Registros de anotación de detección
---+---
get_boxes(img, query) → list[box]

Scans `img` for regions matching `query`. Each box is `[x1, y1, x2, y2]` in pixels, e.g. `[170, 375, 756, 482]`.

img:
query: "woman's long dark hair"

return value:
---+---
> TAREA A REALIZAR
Convierte todas las líneas de los registros en una tabla Markdown con las columnas «Número» y «Línea del registro», sin incluir las líneas en blanco.

> RESULTADO DEL EJERCICIO
| Número | Línea del registro |
|---|---|
| 1 | get_boxes(img, query) → list[box] |
| 2 | Scans `img` for regions matching `query`. Each box is `[x1, y1, x2, y2]` in pixels, e.g. `[170, 375, 756, 482]`. |
| 3 | img: |
| 4 | query: "woman's long dark hair" |
| 5 | return value: |